> DIRECTIONS:
1. Answer these questions about the PH domain text below:
(a) Which four Dbl family members have derivatives truncated within the PH domain that show impaired transforming activity?
(b) To what locations was the PH domain found to promote the translocation of the Dbl family proteins?
(c) Which domains in the Ras pathway is the PH domain of the Dbl proteins compared to?
2. Carry on with the text on the PH domain in Dbl family GEFs, starting after its final sentence.

The invariable location of a PH domain immediately C-terminal to the DH domain of the Dbl family GEFs suggests a functional interdependence between the two domains. Indeed, a regulatory role of the PH domain in the function of Dbl family members has been recognized. Derivatives of the Dbl family members onco-Dbl, Lbc, Lfc, and Dbs that are truncated within the PH domain are impaired in their transforming activity (38
). In these cases, the PH domain was found to promote the translocation of the Dbl family proteins to the plasma membrane or cytoskeleton, where the Rho GTPase substrates reside. It is therefore likely that the PH domain of the Dbl proteins, acting similarly to the SH2/SH3 domains in the Ras pathway (10
), serves to bring the catalytic DH domain to specific intracellular locations to effectively activate the Rho GTPases.

> AVAILABLE DATA:
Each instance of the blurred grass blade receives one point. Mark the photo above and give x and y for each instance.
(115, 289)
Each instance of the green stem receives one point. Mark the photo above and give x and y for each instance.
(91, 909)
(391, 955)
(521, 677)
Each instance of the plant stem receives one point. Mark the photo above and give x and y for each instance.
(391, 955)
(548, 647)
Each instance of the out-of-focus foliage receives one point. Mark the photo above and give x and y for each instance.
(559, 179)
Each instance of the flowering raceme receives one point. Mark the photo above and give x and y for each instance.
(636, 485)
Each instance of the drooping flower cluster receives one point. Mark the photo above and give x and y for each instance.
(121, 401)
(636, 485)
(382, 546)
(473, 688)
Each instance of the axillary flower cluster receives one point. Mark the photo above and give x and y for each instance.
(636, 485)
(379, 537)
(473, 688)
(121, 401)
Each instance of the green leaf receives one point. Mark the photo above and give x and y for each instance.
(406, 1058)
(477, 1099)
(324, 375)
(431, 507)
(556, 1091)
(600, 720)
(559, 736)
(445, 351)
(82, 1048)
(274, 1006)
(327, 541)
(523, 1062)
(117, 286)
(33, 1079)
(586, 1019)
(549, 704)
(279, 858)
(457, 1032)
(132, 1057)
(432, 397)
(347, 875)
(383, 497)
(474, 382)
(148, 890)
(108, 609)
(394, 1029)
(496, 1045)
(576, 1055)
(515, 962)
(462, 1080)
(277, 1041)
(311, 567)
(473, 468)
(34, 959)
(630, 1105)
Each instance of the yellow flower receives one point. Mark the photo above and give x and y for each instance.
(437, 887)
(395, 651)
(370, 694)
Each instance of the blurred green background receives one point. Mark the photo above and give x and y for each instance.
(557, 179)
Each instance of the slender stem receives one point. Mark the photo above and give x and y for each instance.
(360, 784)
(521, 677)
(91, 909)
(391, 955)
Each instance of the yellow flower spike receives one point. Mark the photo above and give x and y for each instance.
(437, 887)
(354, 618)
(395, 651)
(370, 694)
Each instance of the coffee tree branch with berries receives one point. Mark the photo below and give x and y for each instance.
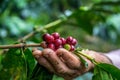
(54, 41)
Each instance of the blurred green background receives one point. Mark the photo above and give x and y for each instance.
(94, 23)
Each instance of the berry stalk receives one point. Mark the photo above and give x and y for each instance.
(79, 53)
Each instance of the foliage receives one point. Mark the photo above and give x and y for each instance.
(94, 23)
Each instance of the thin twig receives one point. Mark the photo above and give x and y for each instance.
(115, 3)
(19, 46)
(41, 29)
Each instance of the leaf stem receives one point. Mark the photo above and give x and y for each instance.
(20, 46)
(79, 53)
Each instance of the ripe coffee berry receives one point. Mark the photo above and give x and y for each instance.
(48, 38)
(52, 46)
(57, 42)
(69, 40)
(56, 35)
(74, 41)
(63, 41)
(54, 41)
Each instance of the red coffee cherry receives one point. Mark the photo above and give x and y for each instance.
(57, 42)
(74, 41)
(56, 35)
(72, 48)
(69, 40)
(52, 46)
(48, 38)
(63, 41)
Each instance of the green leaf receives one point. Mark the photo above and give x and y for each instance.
(83, 61)
(114, 71)
(100, 74)
(41, 73)
(13, 66)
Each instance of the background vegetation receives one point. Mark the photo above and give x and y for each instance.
(94, 23)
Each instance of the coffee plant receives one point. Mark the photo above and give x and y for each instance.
(70, 24)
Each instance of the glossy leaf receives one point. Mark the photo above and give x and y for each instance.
(114, 71)
(13, 66)
(30, 62)
(41, 73)
(100, 74)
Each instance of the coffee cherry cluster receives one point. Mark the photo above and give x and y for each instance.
(54, 41)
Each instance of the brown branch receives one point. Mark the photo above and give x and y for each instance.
(41, 29)
(115, 3)
(19, 46)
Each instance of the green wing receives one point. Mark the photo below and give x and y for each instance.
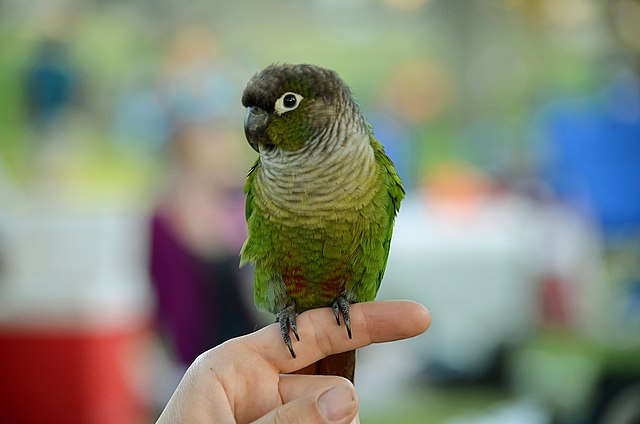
(248, 206)
(393, 194)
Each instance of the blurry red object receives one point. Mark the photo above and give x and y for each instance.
(63, 376)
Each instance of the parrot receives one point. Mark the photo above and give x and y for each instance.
(321, 200)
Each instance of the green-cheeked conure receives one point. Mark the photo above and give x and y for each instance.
(321, 200)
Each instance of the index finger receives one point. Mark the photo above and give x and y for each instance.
(371, 322)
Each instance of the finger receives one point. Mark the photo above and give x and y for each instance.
(336, 405)
(371, 322)
(295, 386)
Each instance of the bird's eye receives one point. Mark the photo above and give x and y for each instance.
(288, 101)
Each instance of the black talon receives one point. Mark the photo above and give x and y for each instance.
(341, 305)
(286, 319)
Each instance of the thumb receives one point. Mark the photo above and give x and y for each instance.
(336, 405)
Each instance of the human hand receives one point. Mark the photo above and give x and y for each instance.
(244, 379)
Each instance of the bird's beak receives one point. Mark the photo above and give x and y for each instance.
(255, 127)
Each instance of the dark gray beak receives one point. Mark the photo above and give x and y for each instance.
(255, 127)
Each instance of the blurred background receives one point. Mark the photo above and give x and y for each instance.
(515, 125)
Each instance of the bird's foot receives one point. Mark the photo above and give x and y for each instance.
(341, 306)
(286, 318)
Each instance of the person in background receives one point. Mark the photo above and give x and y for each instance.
(196, 233)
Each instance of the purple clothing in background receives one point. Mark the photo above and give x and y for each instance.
(198, 300)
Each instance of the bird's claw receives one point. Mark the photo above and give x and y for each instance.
(286, 319)
(341, 306)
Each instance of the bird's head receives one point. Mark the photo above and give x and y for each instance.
(288, 105)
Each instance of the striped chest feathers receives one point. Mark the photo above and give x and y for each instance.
(319, 183)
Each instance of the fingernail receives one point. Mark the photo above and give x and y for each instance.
(336, 403)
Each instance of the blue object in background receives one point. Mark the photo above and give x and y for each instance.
(593, 154)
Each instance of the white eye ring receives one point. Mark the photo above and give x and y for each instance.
(288, 101)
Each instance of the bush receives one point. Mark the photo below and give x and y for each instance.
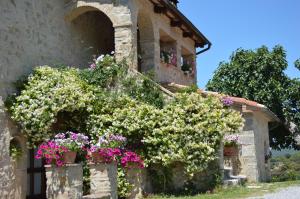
(285, 168)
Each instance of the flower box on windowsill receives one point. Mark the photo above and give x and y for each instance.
(230, 150)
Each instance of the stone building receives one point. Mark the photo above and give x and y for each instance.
(150, 34)
(252, 161)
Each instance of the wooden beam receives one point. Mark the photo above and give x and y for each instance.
(160, 9)
(199, 44)
(176, 23)
(187, 34)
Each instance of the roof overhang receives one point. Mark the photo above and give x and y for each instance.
(246, 105)
(177, 19)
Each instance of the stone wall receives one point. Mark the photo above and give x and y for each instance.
(34, 33)
(157, 27)
(254, 147)
(103, 181)
(64, 182)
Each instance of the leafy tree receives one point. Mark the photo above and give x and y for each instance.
(259, 75)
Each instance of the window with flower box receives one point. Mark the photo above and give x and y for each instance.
(168, 50)
(188, 62)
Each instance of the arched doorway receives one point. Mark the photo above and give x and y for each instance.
(145, 42)
(95, 32)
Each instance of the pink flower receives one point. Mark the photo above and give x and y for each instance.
(93, 66)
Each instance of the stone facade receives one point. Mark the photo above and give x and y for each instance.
(135, 177)
(103, 181)
(57, 32)
(255, 148)
(64, 182)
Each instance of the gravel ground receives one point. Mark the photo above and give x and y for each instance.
(287, 193)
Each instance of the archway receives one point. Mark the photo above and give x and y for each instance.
(95, 33)
(145, 42)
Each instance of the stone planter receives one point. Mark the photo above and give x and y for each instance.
(103, 180)
(64, 182)
(230, 151)
(134, 177)
(69, 157)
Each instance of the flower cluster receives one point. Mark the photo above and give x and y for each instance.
(98, 60)
(131, 160)
(52, 152)
(169, 57)
(72, 141)
(107, 149)
(227, 101)
(104, 155)
(231, 140)
(188, 66)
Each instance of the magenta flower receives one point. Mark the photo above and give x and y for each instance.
(93, 66)
(227, 101)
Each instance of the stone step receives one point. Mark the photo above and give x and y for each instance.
(96, 196)
(231, 180)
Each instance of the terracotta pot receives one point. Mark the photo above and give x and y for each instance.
(69, 157)
(96, 158)
(230, 151)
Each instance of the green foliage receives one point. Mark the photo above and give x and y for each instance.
(157, 133)
(285, 168)
(259, 75)
(48, 92)
(190, 89)
(105, 99)
(105, 73)
(15, 151)
(124, 187)
(144, 89)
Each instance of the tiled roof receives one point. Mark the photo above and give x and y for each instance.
(237, 100)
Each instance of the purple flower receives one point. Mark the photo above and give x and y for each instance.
(227, 101)
(93, 66)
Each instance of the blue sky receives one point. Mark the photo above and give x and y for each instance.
(248, 24)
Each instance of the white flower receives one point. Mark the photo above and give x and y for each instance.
(100, 59)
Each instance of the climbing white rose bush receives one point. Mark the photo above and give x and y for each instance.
(49, 91)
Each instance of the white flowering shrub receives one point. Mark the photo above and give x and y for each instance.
(49, 91)
(187, 130)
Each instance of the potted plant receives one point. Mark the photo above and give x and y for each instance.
(131, 160)
(231, 145)
(107, 149)
(73, 142)
(51, 152)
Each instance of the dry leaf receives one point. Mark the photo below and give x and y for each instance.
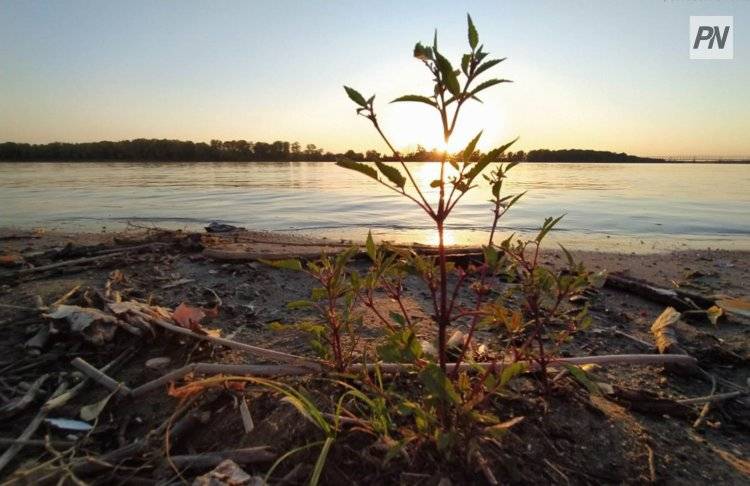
(735, 306)
(188, 317)
(96, 326)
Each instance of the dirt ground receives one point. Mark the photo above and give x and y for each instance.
(569, 437)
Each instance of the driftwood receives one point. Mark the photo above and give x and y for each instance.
(206, 460)
(100, 377)
(262, 352)
(679, 299)
(668, 343)
(392, 368)
(719, 397)
(650, 403)
(217, 368)
(665, 334)
(103, 255)
(59, 398)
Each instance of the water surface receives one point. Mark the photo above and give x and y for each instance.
(607, 206)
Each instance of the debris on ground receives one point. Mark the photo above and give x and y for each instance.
(108, 342)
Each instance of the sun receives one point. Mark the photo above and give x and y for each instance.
(407, 128)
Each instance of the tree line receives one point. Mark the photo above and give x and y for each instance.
(243, 151)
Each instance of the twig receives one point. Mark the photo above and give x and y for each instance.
(707, 407)
(651, 465)
(266, 353)
(56, 400)
(107, 382)
(719, 397)
(285, 370)
(218, 368)
(206, 460)
(247, 418)
(35, 442)
(66, 296)
(67, 263)
(15, 448)
(643, 343)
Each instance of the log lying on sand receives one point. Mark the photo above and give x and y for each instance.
(680, 299)
(207, 460)
(392, 368)
(668, 343)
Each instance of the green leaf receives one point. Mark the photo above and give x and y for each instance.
(438, 385)
(392, 173)
(487, 84)
(494, 154)
(469, 150)
(289, 264)
(581, 377)
(549, 223)
(490, 256)
(499, 430)
(473, 34)
(372, 250)
(415, 99)
(356, 97)
(397, 317)
(421, 52)
(487, 65)
(92, 411)
(465, 60)
(299, 304)
(511, 371)
(318, 293)
(362, 168)
(448, 74)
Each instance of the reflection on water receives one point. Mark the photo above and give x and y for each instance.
(703, 205)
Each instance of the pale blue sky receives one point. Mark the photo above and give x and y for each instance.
(595, 74)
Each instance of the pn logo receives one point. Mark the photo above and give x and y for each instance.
(712, 37)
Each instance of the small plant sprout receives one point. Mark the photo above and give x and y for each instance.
(451, 90)
(447, 397)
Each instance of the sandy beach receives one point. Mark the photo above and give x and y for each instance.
(638, 429)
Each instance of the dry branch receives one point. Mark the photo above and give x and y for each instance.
(206, 460)
(100, 377)
(265, 353)
(285, 370)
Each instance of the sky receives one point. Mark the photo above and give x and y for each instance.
(607, 75)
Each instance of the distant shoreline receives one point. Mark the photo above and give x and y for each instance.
(164, 150)
(250, 162)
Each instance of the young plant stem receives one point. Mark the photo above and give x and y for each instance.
(443, 317)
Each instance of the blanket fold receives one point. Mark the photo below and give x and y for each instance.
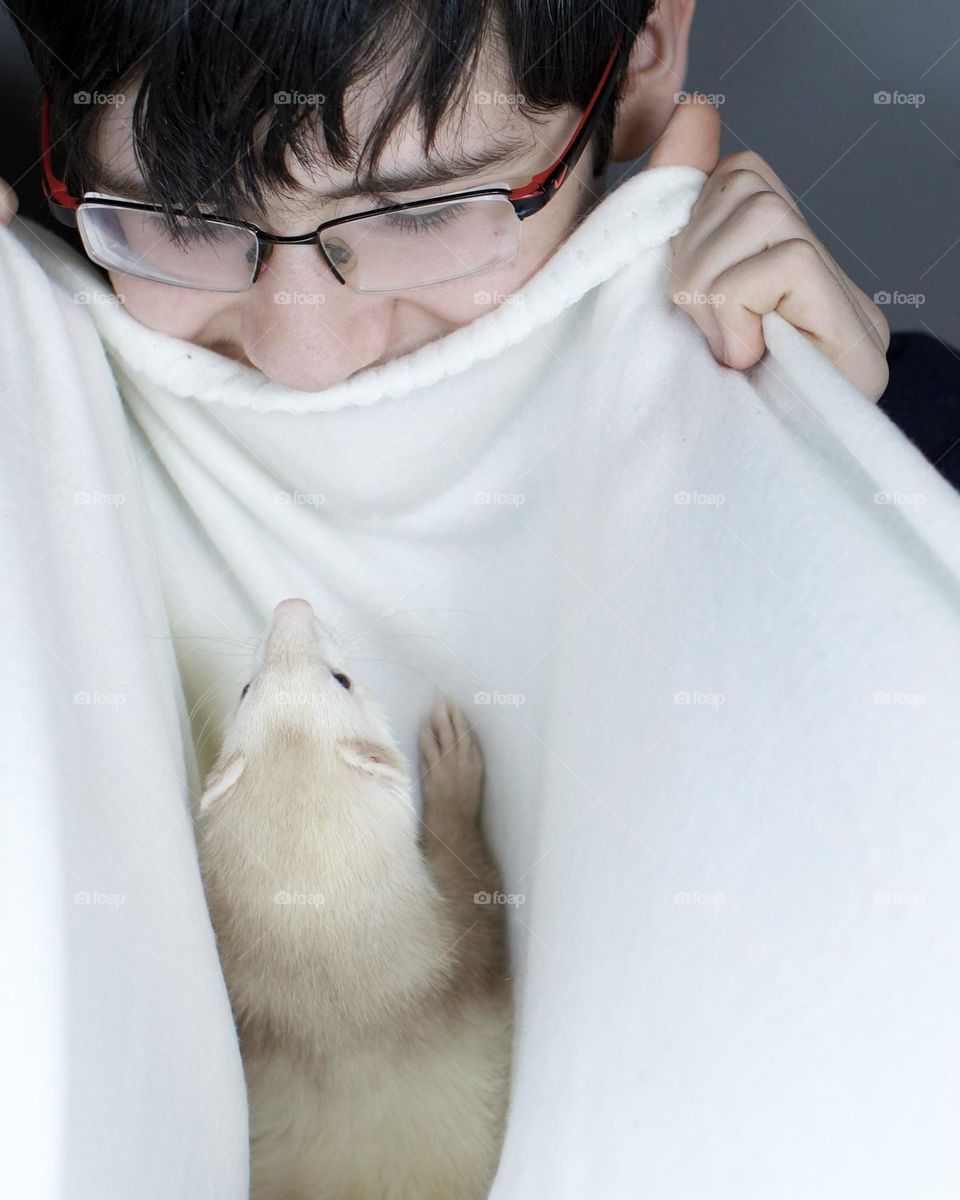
(706, 623)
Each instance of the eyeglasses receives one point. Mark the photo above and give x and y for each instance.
(391, 249)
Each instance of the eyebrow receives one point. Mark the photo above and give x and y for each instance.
(426, 174)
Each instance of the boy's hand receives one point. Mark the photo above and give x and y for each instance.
(748, 251)
(7, 203)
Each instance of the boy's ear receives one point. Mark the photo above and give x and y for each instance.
(377, 761)
(655, 75)
(222, 779)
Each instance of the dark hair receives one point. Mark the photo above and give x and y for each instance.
(210, 75)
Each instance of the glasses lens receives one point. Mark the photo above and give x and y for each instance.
(415, 247)
(209, 255)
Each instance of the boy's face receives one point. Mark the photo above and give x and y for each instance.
(335, 331)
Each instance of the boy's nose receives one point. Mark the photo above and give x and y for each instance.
(306, 330)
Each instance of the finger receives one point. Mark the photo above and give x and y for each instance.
(9, 203)
(691, 137)
(811, 303)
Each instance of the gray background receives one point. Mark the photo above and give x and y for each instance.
(880, 184)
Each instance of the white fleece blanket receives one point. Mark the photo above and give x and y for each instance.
(707, 624)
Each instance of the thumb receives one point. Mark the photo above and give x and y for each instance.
(691, 137)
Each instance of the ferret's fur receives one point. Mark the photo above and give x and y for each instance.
(370, 989)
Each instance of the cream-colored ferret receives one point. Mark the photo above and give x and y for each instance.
(367, 978)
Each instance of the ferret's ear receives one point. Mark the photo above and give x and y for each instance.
(372, 759)
(221, 779)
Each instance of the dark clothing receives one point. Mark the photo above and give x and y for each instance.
(923, 399)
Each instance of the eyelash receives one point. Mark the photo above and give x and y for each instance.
(409, 222)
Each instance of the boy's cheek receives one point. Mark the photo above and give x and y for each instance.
(180, 312)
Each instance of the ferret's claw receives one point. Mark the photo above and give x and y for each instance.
(451, 765)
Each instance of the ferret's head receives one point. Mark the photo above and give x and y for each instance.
(304, 721)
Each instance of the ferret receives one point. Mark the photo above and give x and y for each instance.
(366, 965)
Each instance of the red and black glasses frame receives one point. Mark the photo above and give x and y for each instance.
(526, 199)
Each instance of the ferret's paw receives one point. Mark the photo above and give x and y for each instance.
(451, 765)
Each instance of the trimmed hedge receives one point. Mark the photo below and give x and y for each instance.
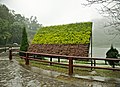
(77, 33)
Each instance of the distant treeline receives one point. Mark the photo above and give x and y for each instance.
(11, 26)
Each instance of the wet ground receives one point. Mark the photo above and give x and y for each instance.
(14, 75)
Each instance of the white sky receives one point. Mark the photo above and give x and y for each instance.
(53, 12)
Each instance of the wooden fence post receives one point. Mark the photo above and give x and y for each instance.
(70, 66)
(10, 54)
(59, 60)
(27, 60)
(50, 60)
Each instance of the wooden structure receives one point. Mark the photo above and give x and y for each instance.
(33, 56)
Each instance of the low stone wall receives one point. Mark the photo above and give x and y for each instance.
(68, 49)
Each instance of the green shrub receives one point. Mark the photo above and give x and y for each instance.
(78, 33)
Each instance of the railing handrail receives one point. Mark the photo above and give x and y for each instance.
(74, 57)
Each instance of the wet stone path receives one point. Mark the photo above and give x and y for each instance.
(14, 75)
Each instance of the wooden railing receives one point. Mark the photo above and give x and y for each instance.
(34, 56)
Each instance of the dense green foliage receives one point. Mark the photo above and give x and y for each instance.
(24, 42)
(11, 26)
(77, 33)
(112, 53)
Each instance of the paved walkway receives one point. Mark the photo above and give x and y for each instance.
(14, 75)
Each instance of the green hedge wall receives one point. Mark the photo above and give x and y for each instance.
(77, 33)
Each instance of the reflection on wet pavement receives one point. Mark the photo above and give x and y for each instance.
(14, 75)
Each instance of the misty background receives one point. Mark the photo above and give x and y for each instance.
(54, 12)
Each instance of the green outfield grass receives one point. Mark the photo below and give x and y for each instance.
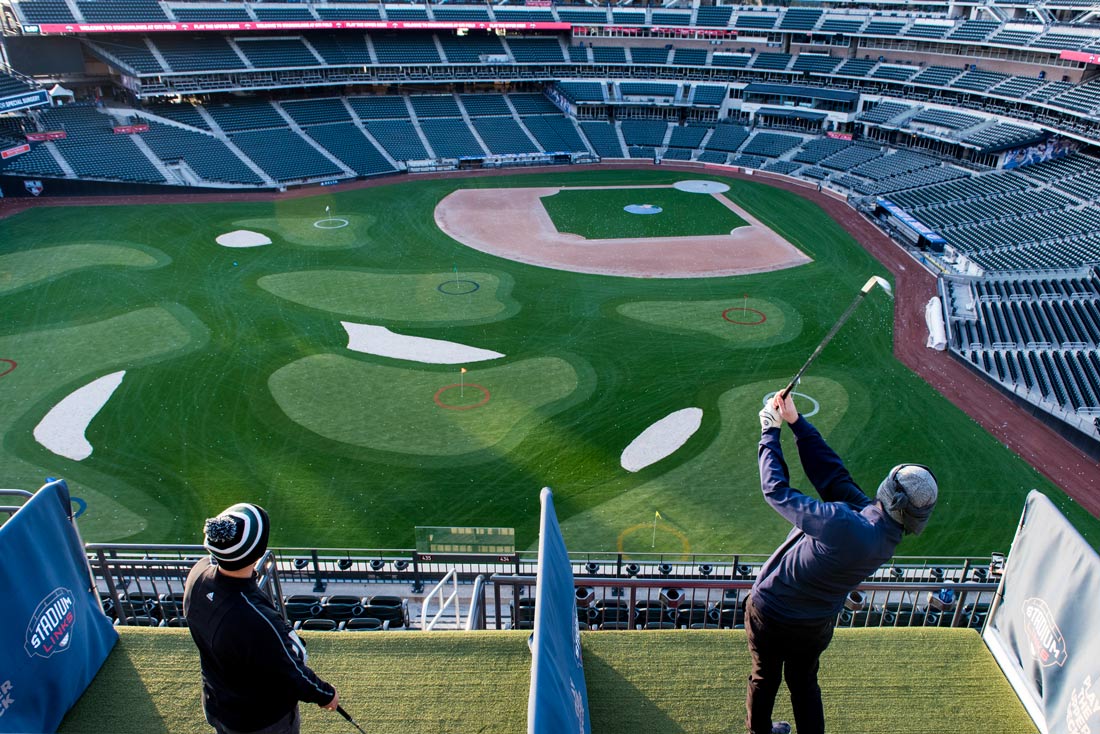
(598, 214)
(903, 681)
(240, 385)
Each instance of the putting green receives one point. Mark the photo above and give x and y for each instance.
(325, 231)
(399, 297)
(52, 363)
(597, 214)
(424, 412)
(29, 267)
(704, 499)
(743, 322)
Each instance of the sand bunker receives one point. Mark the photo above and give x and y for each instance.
(243, 238)
(380, 340)
(513, 223)
(62, 429)
(661, 439)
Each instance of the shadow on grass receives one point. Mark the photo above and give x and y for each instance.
(617, 705)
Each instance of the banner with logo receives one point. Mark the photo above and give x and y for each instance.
(54, 635)
(1043, 630)
(559, 699)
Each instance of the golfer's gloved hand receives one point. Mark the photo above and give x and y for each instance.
(769, 417)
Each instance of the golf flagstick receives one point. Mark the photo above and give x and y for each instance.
(875, 280)
(350, 720)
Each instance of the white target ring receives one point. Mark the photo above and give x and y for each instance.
(812, 413)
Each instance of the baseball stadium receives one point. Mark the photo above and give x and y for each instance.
(387, 270)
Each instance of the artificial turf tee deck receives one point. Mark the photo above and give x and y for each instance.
(902, 681)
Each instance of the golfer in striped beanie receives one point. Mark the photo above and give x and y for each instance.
(238, 537)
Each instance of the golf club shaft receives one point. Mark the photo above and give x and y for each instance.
(828, 337)
(350, 720)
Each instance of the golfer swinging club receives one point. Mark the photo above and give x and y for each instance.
(253, 665)
(837, 541)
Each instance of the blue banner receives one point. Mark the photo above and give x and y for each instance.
(559, 700)
(55, 635)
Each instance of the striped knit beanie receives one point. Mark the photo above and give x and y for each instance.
(238, 537)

> RESULTS OF THE TASKS:
1.
(a) Onco-Dbl, Lbc, Lfc, and Dbs.
(b) The plasma membrane or cytoskeleton.
(c) The SH2/SH3 domains.

2.
Many members of the Dbl family appear to exist in an inactive, basal state prior to full activation. The incoming upstream signals, such as the heterotrimeric G-protein Gα and Gβγ subunits, protein tyrosine or serine/threonine kinases, adaptor or scaffolding proteins, and phosphoinositol lipids, may contribute in varying degrees to GEF activation processes (12
). The best-understood example of self-regulation among the family members is the proto-Vav protein. The N-terminal autoinhibitory extension of proto-Vav forms an α-helix that binds in the DH domain active site through direct contact with the Rho GTPase binding pocket, blocking access to GTPases (3
). Phosphorylation of Tyr174, which is an integral part of the autoinhibition interface, by Syk or Src-like kinases causes the N-terminal peptide to become unstructured and released from the DH domain, resulting in proto-Vav activation (3
). The yeast Dbl family member Cdc24, which is a Cdc42-specific GEF, forms a protein complex with the scaffolding molecule Far1 and the Gβγ subunits to mediate the mating response of Saccharomyces cerevisiae
). Mammalian p115RhoGEF becomes activated as a Rho GEF upon Gα13
binding to its N-terminal RGS domain, suggesting that the coupling between a Gα and p115Rho GEF may relieve the intrinsic constraint of the DH domain (19
). Moreover, phosphorylation of the Rac1-specific GEF Tiam1 by Ca2+
/calmodulin-dependent protein kinase II has been shown to lead to its translocation to the plasma membrane and activation (13
), possibly by interference of the PH domain function of Tiam1, which has previously been demonstrated to determine its subcellular location (45
). These cases suggest that the Dbl family GEFs employ a diverse range of self-regulatory mechanisms to maintain themselves in the basal state.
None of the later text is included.